◆ **TASK BRIEF**
Return the data below unchanged, without images.

══════

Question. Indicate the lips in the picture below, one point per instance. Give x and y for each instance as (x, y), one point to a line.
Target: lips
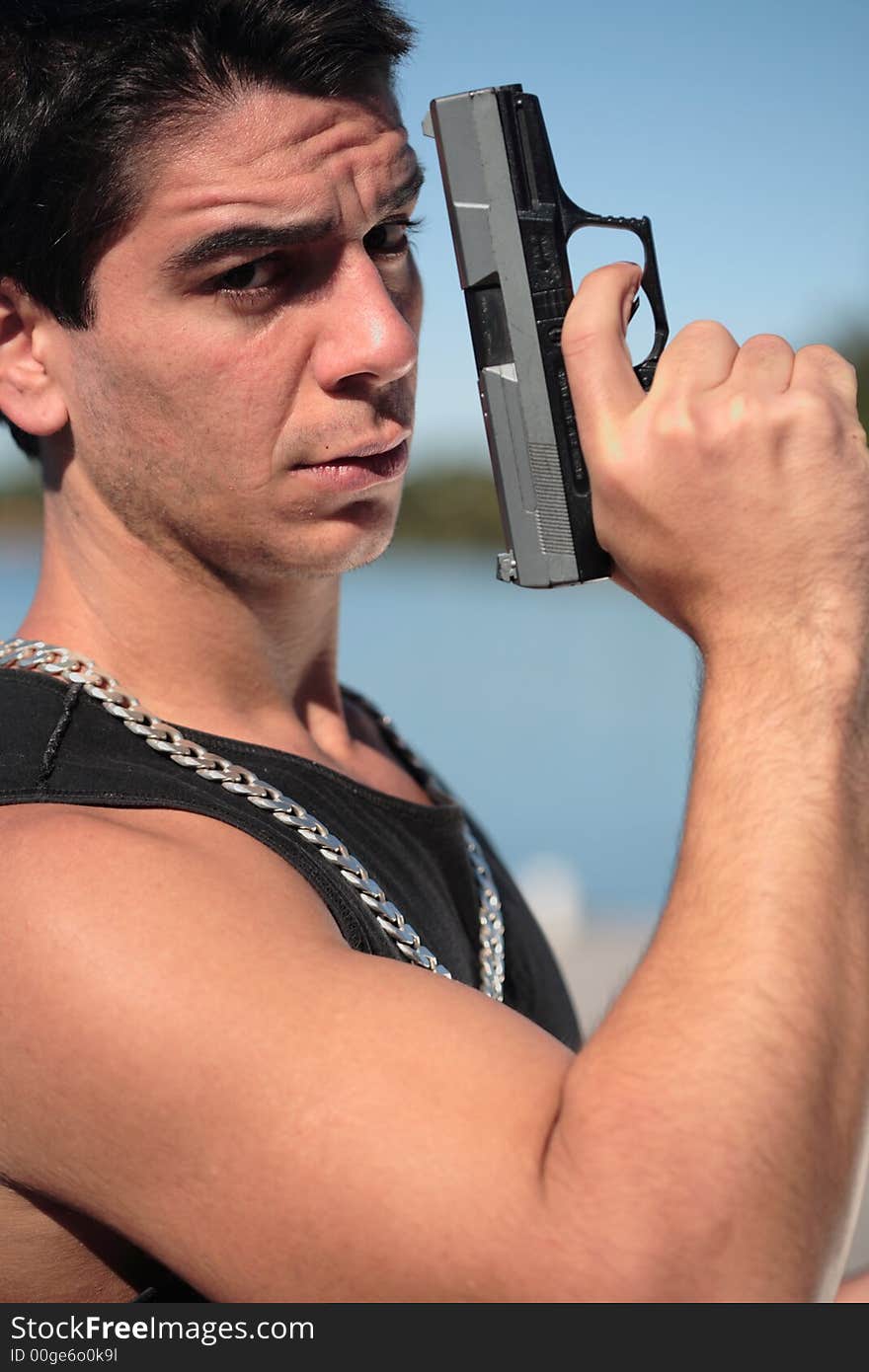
(376, 447)
(368, 465)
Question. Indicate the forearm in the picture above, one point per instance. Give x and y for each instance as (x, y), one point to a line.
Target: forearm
(720, 1107)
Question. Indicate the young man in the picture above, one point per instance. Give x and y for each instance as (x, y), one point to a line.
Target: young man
(215, 1059)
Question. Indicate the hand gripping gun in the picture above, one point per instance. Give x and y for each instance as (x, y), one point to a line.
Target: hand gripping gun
(511, 221)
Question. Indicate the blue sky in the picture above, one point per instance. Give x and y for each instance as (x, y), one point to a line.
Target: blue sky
(741, 129)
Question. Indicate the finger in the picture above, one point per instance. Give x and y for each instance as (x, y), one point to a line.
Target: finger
(763, 365)
(820, 366)
(600, 372)
(699, 358)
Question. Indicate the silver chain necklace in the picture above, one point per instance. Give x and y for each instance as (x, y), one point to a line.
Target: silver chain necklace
(34, 654)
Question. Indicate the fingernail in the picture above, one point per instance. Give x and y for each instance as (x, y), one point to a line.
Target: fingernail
(632, 302)
(629, 309)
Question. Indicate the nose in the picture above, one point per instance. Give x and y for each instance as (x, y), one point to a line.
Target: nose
(368, 331)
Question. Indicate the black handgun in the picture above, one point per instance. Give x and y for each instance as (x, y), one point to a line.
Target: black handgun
(511, 221)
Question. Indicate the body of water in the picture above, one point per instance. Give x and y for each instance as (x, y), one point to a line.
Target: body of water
(563, 720)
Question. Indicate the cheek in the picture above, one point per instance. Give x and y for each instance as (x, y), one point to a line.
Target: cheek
(190, 394)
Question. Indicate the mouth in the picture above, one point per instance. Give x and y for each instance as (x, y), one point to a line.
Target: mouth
(369, 464)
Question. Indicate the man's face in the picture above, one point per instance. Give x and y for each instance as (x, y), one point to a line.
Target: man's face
(259, 320)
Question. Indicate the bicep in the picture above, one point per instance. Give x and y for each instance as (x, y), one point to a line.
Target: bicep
(215, 1075)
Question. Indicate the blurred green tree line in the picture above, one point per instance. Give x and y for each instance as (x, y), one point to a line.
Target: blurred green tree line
(447, 501)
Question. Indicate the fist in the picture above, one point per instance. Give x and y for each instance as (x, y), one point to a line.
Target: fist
(735, 495)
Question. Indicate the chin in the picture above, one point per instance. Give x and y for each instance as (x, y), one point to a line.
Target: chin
(355, 539)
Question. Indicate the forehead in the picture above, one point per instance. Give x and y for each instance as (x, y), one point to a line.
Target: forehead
(271, 151)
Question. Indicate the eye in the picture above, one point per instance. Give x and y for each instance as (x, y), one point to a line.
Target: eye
(391, 239)
(250, 277)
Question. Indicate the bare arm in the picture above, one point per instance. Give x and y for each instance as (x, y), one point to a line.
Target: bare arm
(854, 1290)
(198, 1059)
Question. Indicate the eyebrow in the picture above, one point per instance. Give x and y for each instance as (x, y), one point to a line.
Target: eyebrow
(256, 236)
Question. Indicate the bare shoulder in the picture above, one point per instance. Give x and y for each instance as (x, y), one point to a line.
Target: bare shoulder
(199, 1061)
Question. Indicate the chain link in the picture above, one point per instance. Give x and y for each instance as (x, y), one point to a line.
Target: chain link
(34, 654)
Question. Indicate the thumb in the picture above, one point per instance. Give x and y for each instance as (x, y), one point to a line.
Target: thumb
(600, 373)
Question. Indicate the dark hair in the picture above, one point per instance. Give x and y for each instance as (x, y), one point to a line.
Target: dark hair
(85, 84)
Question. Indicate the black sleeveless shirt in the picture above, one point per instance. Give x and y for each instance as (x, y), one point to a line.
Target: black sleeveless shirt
(59, 745)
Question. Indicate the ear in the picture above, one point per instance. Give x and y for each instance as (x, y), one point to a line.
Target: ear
(29, 394)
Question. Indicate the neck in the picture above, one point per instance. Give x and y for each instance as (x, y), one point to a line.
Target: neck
(256, 663)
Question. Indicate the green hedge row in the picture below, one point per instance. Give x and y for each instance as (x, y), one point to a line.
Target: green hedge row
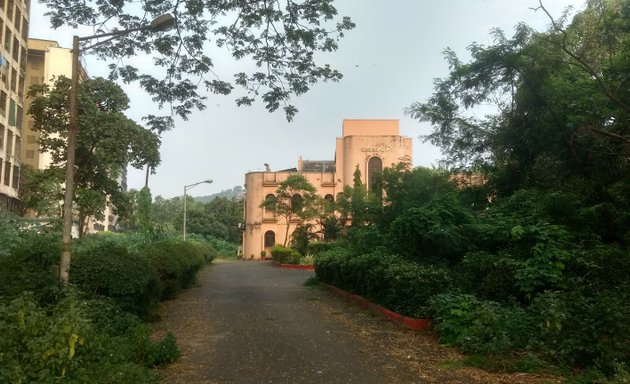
(388, 280)
(285, 255)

══════

◆ **COMPLETED EXERCISE**
Question. Indicate the lips in the picture below, one point per instance. Give x and y for each instance as (x, y), one point to a line.
Target: lips
(376, 447)
(368, 465)
Question. Indicate the forearm in the picture above, one point per instance. Give x and y for each instance as (x, y), one point to a line.
Target: forearm
(720, 1107)
Question. Indicate the young man in the picture above, one point per instance. Give x and y for each instance as (x, y), one point to a line.
Target: young man
(215, 1059)
Question. Indicate the hand gripping gun in the picture above, one point per instance. Give x and y for each instance as (x, y), one point to a line.
Target: hand gripping gun
(511, 221)
Question. Indicate the blue sky in the picture above, one point per instance. Give x and y for each instance as (x, y), one point to a line.
Target: blue sky
(741, 129)
Question. Indicate the finger in the picture above, one point per instance. Give x and y for each instance as (x, y), one point to a line.
Target: finger
(763, 365)
(820, 366)
(600, 372)
(699, 358)
Question. Indicate the silver chain necklace in the picture above, one point per instance. Give x and y for each instance as (x, y), one point to a line.
Target: silver chain necklace
(34, 654)
Question. Indicate the fingernail in the picture above, one point per instance. Give x and y for each instance as (x, y), one point to a line.
Target: fingernail
(632, 302)
(629, 309)
Question. Indicate the nose in the picture above, one point per instance. Give x and y for each instance as (x, y), one point to a line.
Target: nose
(368, 331)
Question. Indicate the black handgun in the picture above, one point per instance. Give x and y for each instance as (x, y), one point to a line.
Target: black handgun
(511, 221)
Question. Indicate the body of water in the picture above, one point per instance. Give x and y for each instance as (x, y), one point to a line.
Target: body of water
(563, 720)
Question. Indicate the cheek in the picture above, one point per instance. Give x and y for each instance as (x, y), one point to a line.
Target: cheek
(190, 394)
Question. Indicate the mouth in the picture above, one point per instance. Give x and y for each instance as (x, y), one point to a line.
Target: mouth
(369, 464)
Question. Indicate the man's face in the picture above, one point per instance. Give x and y for each instance as (x, y), one point to a line.
Target: man's face
(259, 320)
Question. Indicate the bicep in the picture above, one point per instance. Give x and y for each instance as (x, y), one point to a line.
Target: bicep
(215, 1075)
Question. Indicate the blurred green tree line in the picture above, one point per instance. Give x and y for each instance as (x, y), one point to a line.
Target: blurred green tree line
(447, 501)
Question. Indicate the fist in the picture above, one point per instance. Give x and y for each instance as (x, y), one point to a line.
Target: fist
(735, 495)
Question. Indicate the chin in the picture above, one point per instance. Give x and y for each instance as (x, y), one point to a line.
Target: chin
(355, 539)
Question. Indicate the forehead in the picture above, one point per instance. Give x and y for each instance as (x, y), one point to a line.
Target: forehead
(271, 151)
Question. Indicate the eye in the picture above, one point per instance. Give x and y for each instance as (x, y), one point to a line.
Target: eye
(391, 239)
(250, 277)
Question. Indicate the bare arm in the picture above, one point per instance. Give x and y for each instance as (x, y), one point to a line.
Target: bare arm
(854, 1290)
(198, 1059)
Question. Indicate the eyebrow in the picture above, one point per instance. Give x and y for each instance as (x, y), one point to a line.
Target: eyebrow
(256, 236)
Question. Indicate the bare shoulder in the picture above, one point per instance. Give x and y for each instance as (x, y), one point to a line.
Target: bare shoulder
(199, 1061)
Question. Indicate the chain link in the picture above, one point per instance. Give x and y for each instance as (x, y), one point to a line.
Target: chain link
(34, 654)
Question. Indicate the thumb in the picture above, one point per instance. Give x and y for each instance as (x, y), one point to a line.
Target: thumb
(600, 373)
Question. Indicate the dark hair in the picture above, one point per instance. Give x and y for each instance as (x, y), one point to a line.
Target: dark hair
(85, 84)
Question. Indicate the black sleeveless shirt in the picture above, one point per instance. Give x and y for each instance as (x, y), one point to a line.
Target: black sleeveless shirt
(59, 745)
Question. Indicate the ear in the picture above, one point per instance. Give x and y for each instance as (x, y), one point to a line.
Target: ear
(29, 394)
Question. Indicate the neck in the picture above, one point per instance. Give x and y for each instance as (x, y), one point to a line.
Target: neck
(256, 663)
Question. Indicate the green hedge row in the picture below, one point per instance. Give x and y for each instance as (x, y), one point to a line.
Target: green hedge row
(388, 280)
(285, 255)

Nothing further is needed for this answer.